* Aim of the task
Pull out each line of the listing that contains the string "shrub", matching case exactly.

* Data shown
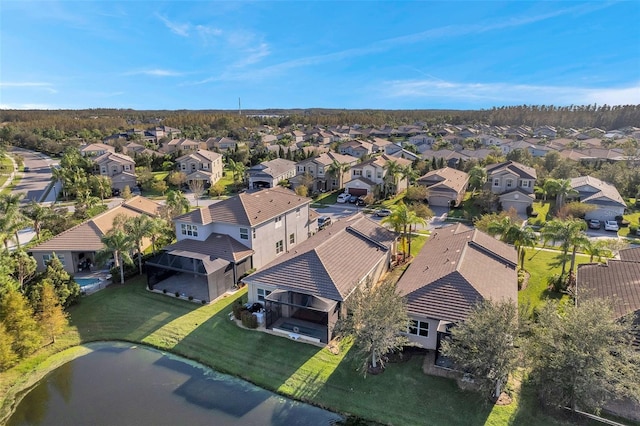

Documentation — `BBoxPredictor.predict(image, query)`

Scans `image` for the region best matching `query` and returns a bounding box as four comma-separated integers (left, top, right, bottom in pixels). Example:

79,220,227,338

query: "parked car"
587,219,600,229
604,220,620,232
318,216,331,229
338,192,351,204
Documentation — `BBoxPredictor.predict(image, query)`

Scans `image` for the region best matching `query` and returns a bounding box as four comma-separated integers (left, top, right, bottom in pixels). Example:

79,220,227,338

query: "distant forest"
0,105,640,152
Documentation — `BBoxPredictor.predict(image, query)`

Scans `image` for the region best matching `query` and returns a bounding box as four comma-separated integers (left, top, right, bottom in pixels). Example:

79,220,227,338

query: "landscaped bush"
231,301,245,319
241,309,258,328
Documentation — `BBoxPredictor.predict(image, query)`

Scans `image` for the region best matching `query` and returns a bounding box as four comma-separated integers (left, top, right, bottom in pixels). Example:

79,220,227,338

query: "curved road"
12,148,54,203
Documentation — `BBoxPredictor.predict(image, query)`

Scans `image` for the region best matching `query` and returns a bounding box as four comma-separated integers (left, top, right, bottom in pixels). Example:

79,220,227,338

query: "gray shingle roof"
175,187,311,226
398,224,517,321
165,233,254,263
244,214,397,301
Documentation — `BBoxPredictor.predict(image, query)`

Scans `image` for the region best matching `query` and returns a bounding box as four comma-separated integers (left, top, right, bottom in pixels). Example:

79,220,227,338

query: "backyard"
0,274,576,425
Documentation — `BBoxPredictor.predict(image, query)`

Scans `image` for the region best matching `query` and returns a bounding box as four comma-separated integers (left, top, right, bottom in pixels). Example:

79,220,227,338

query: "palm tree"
540,219,586,276
96,228,134,284
166,191,191,219
124,214,153,275
22,200,56,239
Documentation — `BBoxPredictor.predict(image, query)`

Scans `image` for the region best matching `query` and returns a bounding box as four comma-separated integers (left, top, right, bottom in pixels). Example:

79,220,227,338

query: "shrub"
241,310,258,328
232,301,244,319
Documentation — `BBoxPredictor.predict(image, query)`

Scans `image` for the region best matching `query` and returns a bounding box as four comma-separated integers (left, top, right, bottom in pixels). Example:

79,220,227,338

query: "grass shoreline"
0,278,567,425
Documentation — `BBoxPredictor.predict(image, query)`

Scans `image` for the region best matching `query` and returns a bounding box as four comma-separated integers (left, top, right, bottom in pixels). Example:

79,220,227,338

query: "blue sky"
0,0,640,110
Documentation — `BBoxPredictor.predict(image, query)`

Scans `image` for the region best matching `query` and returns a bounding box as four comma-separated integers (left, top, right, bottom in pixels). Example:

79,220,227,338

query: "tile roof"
29,196,160,252
398,224,517,321
174,187,311,226
576,259,640,318
164,233,254,262
243,213,397,301
487,161,537,179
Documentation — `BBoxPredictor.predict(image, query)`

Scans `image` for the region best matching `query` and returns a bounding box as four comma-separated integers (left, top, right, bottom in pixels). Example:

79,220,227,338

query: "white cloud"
380,78,640,105
124,68,185,77
156,14,191,37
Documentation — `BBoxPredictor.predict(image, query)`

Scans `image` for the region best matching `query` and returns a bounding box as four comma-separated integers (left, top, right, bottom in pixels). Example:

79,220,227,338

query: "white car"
338,192,351,204
604,220,619,232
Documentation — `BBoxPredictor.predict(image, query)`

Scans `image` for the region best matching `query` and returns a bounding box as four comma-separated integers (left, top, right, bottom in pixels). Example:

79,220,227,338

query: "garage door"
349,188,367,197
429,195,451,207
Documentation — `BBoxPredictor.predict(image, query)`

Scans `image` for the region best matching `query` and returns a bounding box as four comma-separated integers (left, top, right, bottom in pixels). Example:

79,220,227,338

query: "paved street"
13,148,55,204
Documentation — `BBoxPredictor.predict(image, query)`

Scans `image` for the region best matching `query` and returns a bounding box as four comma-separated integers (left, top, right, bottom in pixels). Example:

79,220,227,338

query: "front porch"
265,290,338,343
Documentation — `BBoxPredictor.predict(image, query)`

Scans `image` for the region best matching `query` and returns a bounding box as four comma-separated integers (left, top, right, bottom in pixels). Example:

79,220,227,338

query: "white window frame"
256,288,271,302
240,228,249,240
407,320,429,337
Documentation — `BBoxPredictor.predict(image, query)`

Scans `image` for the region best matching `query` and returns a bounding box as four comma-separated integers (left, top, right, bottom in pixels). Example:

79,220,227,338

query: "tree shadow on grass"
316,350,493,425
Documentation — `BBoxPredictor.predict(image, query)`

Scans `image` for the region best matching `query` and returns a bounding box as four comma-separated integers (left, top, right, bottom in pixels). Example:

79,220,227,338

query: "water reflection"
8,344,341,426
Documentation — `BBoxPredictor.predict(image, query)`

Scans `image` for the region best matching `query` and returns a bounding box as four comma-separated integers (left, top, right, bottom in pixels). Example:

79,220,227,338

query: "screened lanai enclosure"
265,290,340,343
145,250,250,303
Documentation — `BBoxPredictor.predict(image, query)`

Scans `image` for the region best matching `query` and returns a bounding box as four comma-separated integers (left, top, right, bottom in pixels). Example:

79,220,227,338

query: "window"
256,288,271,302
180,223,198,237
42,254,65,268
409,320,429,337
240,228,249,240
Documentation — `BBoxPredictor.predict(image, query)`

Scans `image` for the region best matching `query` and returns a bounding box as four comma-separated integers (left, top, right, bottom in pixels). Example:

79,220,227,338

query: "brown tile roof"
576,259,640,318
29,196,159,252
244,213,397,301
487,161,537,179
164,233,254,263
398,224,518,321
174,187,311,226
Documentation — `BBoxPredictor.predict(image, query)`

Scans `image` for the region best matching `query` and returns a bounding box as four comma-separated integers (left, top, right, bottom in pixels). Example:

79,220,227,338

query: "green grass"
0,276,560,425
518,248,589,309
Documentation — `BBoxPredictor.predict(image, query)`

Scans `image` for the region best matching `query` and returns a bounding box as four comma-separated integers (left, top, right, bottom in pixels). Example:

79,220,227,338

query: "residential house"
247,158,296,189
92,152,137,191
571,176,627,221
29,196,160,274
176,149,224,187
486,161,537,216
397,224,518,351
339,140,373,158
576,247,640,421
294,151,358,192
160,138,205,154
147,186,317,302
416,167,469,207
242,214,397,343
344,154,411,196
205,137,245,151
80,143,116,157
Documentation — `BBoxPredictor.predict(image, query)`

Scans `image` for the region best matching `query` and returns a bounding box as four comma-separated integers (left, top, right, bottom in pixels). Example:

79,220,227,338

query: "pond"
7,343,342,426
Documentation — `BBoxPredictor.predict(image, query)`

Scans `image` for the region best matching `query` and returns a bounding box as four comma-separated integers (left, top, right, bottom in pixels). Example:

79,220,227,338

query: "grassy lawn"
518,249,589,309
0,278,560,425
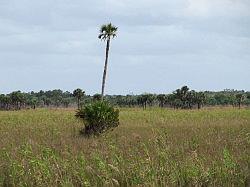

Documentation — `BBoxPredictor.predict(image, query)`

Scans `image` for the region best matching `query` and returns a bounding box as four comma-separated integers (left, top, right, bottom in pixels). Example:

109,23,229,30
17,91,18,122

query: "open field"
0,108,250,186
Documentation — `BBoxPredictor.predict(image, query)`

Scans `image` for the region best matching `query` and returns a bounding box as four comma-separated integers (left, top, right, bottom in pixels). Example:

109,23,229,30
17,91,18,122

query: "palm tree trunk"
101,38,110,100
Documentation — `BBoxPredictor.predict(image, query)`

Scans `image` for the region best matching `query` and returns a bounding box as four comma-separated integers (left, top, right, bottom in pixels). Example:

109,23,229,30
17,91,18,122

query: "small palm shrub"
76,101,119,135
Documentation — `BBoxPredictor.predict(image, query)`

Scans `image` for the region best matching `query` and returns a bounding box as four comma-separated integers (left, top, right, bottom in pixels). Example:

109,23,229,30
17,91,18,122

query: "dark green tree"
98,23,118,100
235,93,244,109
73,88,85,109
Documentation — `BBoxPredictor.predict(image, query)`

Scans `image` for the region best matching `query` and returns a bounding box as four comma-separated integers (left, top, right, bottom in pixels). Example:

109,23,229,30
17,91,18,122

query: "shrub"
76,101,119,135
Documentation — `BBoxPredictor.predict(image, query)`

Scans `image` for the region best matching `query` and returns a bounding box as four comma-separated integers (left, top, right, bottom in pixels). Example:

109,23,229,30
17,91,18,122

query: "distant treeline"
0,86,250,110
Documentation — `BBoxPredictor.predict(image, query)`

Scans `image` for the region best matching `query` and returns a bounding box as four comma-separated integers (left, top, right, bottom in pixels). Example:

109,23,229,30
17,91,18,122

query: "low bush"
76,101,119,135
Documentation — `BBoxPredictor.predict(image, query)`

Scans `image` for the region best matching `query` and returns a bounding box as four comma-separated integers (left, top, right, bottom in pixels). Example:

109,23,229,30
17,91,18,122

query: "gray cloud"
0,0,250,93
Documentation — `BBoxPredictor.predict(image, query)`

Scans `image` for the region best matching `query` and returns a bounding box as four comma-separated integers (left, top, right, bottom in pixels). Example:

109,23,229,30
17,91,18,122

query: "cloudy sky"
0,0,250,94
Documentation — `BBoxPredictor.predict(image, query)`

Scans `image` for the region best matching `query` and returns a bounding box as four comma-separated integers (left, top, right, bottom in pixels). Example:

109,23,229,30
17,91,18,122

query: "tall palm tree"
73,88,85,109
98,23,118,100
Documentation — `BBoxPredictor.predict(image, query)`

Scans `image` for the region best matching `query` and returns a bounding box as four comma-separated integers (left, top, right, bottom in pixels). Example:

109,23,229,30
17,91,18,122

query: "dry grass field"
0,108,250,186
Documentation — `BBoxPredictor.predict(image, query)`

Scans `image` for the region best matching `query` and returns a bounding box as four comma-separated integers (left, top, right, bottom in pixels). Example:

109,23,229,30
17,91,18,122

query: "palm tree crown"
98,23,118,41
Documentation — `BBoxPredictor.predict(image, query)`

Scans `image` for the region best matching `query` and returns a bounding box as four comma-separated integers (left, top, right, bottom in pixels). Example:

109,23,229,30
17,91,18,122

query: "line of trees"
0,86,250,110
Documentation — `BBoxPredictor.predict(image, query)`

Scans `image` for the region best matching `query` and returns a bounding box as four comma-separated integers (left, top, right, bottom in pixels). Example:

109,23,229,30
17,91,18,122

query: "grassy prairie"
0,108,250,186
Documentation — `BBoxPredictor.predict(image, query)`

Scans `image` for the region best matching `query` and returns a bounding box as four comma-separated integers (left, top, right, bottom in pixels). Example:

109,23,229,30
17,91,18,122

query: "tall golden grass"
0,108,250,186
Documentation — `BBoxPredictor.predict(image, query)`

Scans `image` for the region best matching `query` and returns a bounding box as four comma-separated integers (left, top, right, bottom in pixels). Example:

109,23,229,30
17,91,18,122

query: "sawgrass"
0,108,250,186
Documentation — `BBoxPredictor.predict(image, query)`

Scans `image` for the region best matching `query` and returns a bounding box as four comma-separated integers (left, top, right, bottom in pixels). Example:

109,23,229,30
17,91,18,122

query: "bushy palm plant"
76,101,119,135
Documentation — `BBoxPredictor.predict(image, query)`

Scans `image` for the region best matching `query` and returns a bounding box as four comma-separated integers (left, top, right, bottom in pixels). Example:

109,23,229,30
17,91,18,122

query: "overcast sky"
0,0,250,94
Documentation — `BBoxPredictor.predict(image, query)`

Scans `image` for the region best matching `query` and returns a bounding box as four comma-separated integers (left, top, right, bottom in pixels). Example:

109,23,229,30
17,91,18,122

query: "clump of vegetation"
76,101,119,135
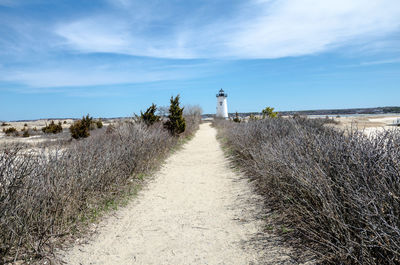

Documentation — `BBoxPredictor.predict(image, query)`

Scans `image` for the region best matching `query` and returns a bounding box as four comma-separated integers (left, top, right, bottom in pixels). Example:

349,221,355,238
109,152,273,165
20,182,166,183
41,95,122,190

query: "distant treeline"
203,107,400,118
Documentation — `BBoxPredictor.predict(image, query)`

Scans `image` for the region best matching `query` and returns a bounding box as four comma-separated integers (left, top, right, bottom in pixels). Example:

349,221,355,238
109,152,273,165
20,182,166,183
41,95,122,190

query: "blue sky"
0,0,400,120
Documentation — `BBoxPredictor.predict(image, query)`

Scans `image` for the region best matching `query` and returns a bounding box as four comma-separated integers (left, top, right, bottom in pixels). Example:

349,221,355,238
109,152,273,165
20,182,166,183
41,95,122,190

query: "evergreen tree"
140,103,160,126
165,95,186,135
262,107,278,119
233,111,240,123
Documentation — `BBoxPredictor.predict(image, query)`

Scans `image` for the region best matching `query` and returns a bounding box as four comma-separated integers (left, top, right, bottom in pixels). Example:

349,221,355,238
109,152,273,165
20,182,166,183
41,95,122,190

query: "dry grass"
0,108,200,263
216,118,400,264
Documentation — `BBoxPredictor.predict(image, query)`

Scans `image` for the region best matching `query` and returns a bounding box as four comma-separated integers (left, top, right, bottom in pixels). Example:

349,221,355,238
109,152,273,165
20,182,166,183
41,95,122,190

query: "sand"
61,124,290,265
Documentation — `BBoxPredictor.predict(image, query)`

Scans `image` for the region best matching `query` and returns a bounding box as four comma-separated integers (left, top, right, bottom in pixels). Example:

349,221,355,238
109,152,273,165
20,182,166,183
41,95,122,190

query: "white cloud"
56,0,400,58
0,59,222,87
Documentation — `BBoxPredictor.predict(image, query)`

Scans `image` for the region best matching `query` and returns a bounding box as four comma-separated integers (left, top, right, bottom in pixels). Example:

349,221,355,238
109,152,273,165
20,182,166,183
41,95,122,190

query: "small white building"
215,88,228,119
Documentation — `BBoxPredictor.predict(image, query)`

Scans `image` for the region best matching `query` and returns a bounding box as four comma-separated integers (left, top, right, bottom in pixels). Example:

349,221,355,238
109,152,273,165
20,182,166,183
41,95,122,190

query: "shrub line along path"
62,124,288,265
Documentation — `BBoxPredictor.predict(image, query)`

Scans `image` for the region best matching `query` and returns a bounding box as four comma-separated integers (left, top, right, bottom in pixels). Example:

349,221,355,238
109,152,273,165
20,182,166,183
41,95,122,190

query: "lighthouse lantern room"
216,88,228,119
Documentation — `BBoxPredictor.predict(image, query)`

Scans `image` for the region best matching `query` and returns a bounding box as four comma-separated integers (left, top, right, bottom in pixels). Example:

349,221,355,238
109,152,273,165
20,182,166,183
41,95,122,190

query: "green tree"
140,103,160,126
262,107,278,119
233,111,240,123
69,114,93,139
165,95,186,136
42,121,62,134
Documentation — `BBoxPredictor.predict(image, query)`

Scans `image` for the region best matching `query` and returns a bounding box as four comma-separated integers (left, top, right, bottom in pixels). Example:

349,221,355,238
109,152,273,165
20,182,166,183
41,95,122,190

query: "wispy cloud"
55,0,400,58
0,60,222,87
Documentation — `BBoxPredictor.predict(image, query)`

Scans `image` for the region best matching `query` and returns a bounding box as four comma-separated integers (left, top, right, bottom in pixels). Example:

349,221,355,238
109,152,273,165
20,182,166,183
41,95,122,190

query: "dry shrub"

* Answer below
query: "shrub"
query: "small palm shrub"
query: "shrub"
query: "shrub line along path"
query: "dry shrub"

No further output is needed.